WHAT IS NEEDED —
Each record must appear in the answer exactly as it does in the data.
INPUT FOR THIS TASK: Begin
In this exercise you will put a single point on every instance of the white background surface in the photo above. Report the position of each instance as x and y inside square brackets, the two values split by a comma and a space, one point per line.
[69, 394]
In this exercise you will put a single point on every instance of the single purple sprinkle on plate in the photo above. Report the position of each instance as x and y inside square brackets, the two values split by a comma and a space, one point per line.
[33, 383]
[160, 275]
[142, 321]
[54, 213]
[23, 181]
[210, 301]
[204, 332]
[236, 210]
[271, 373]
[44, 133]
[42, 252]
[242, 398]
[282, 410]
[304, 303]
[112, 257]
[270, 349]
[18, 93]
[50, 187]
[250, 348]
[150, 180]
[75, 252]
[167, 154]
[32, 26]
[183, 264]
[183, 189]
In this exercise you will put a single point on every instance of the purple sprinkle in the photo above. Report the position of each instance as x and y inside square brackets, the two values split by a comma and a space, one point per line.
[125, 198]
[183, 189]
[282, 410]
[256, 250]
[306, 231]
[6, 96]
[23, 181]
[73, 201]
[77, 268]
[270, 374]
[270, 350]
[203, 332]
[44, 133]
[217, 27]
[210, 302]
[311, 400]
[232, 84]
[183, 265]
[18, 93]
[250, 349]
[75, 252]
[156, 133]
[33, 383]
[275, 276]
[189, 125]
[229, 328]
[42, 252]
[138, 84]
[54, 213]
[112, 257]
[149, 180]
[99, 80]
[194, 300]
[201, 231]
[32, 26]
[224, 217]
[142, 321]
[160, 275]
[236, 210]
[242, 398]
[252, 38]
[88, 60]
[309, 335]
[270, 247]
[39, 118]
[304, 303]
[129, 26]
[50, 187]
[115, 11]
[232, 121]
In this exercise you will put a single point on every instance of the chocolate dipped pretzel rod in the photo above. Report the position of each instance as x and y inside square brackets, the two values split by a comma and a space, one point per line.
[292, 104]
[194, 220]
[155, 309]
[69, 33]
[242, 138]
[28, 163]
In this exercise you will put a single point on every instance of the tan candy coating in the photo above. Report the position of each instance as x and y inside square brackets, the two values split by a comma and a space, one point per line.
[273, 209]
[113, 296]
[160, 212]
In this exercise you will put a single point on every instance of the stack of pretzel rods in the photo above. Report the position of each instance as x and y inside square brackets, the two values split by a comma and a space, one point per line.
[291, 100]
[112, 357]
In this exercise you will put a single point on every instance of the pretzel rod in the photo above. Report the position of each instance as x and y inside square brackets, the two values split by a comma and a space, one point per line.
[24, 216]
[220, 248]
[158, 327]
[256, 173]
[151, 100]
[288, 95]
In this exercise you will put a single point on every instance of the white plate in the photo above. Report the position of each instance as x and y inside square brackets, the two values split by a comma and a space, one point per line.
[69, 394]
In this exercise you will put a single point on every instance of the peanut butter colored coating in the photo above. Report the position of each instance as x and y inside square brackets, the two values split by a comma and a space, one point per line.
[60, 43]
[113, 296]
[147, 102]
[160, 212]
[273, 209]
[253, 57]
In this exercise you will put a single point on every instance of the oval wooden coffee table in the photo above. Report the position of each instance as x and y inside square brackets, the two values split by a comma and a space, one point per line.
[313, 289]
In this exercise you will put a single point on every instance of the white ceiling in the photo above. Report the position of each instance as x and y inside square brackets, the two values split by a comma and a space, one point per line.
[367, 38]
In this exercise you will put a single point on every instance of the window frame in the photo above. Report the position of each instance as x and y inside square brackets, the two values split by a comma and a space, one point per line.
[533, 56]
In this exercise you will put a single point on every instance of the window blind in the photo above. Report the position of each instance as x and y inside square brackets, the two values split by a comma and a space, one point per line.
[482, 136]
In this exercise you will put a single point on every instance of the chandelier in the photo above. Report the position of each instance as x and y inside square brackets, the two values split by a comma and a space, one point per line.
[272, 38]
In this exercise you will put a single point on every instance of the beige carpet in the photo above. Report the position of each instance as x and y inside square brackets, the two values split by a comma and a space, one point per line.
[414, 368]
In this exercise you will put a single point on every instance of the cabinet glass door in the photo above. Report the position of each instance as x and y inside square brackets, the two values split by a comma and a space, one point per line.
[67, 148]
INPUT FOR THIS TASK: End
TASK SOLUTION —
In this exercise you will put a single point on every instance of the white background surface in the photo above. Report the position of each instance as x and y inside square brackets, the two values split by a comma and a space, one point per line.
[69, 394]
In this exercise you will put a single point on every instance of the single purple sprinkle on plate in the photo above. Report the position of each instance as x and y inside square brackets, the two values split by a comma and a space, one point per line.
[33, 383]
[160, 275]
[142, 321]
[54, 213]
[23, 181]
[210, 301]
[204, 332]
[236, 210]
[271, 373]
[44, 133]
[42, 252]
[242, 398]
[282, 410]
[304, 303]
[112, 257]
[270, 349]
[18, 93]
[50, 187]
[250, 348]
[150, 180]
[75, 252]
[167, 154]
[32, 26]
[183, 264]
[183, 189]
In this exercise you will put a single point on every instance of the purple sprinkle in the photo above. Report the position of each instance as x and y inside square brackets, the two values split by a comma and a space, one point per line.
[125, 198]
[183, 189]
[282, 410]
[256, 250]
[306, 231]
[6, 96]
[23, 181]
[73, 201]
[77, 268]
[270, 374]
[270, 350]
[203, 332]
[44, 133]
[217, 27]
[210, 302]
[311, 400]
[232, 84]
[183, 265]
[18, 93]
[250, 349]
[75, 252]
[156, 133]
[33, 383]
[275, 276]
[189, 125]
[229, 328]
[42, 252]
[138, 84]
[54, 213]
[112, 257]
[149, 180]
[99, 80]
[194, 300]
[201, 231]
[32, 26]
[224, 217]
[142, 321]
[160, 275]
[236, 210]
[242, 398]
[252, 38]
[88, 60]
[309, 335]
[270, 247]
[39, 118]
[304, 303]
[129, 26]
[50, 187]
[115, 11]
[232, 121]
In this exercise you will put a single point on every instance of the chocolate dipped pretzel rod in the photo above. Report the position of each instance as x and y inside square brackets, the two values split by a comma and a space, one point per line.
[292, 104]
[194, 220]
[155, 309]
[69, 33]
[242, 138]
[28, 163]
In this exercise you will put a single point on every instance of the tan candy coating in the photo above. Report the position of each instance as x and y inside square brackets, the two values split by a comma and a space, one point per line.
[273, 209]
[113, 296]
[160, 212]
In this exercise you will put a single point on every instance of the stack of pretzel rods in the photo above. Report the position of each instance as x and y inside square brackets, the two values split by a comma and a space, one point per line.
[291, 100]
[112, 357]
In this exercise you will put a single point on every instance of the pretzel rod in the photo above. Report the position of each instance as x and y inside square brackets, the two values split by a comma and a space, one point per line.
[24, 216]
[220, 248]
[158, 327]
[256, 173]
[151, 100]
[288, 95]
In this exercise you will put a single point on every instance of the white plate in the photo above. Report the position of each instance as x and y inside square brackets, the two values split by a comma and a space, one point per line.
[69, 394]
In this exercise you will put a single point on every instance of the peanut butter colored coating in the photo above. Report the position of each instance as x and y inside square brackets, the two values split by a comma and a space, one point per line.
[60, 43]
[113, 296]
[147, 102]
[160, 212]
[273, 209]
[253, 57]
In this exercise you will put a single point on every instance of the oval wooden coffee table in the photo above. Report the position of each instance as x and y inside square brackets, the two values split by a comma and a space, one point per line.
[313, 289]
In this exercise you will put a single point on every instance of the white ceiling in the photo above. Report the position of each instance as x and y inside square brackets, the two values split by a comma and a space, one point per line.
[367, 38]
In this exercise you will put a single point on every instance of the window frame in the photo above. Report the position of each instance as x and y inside square brackets, the two values split by a comma and a space, one point per line.
[533, 56]
In this exercise you will put a single point on every instance of the window blind in the photo above. Report the position of each instance as x and y inside square brackets, the two values split by a comma and a space, one point per line.
[482, 136]
In this exercise you will put a single point on every instance of the chandelier in the photo above. Report the position of each instance as x and y inside square brackets, the two values split by a comma and a space, one point per line.
[272, 38]
In this exercise you will put a single point on every instance of the beige carpet in the photo above. Report the position of each instance as x and y inside square brackets, the two values split by a comma and a space, one point per line.
[414, 368]
In this exercise you will put a single point on every instance of the cabinet glass door in the photo above. Report the position of each instance as x and y inside square brackets, the two values split by a comma and a space, one point per line.
[67, 148]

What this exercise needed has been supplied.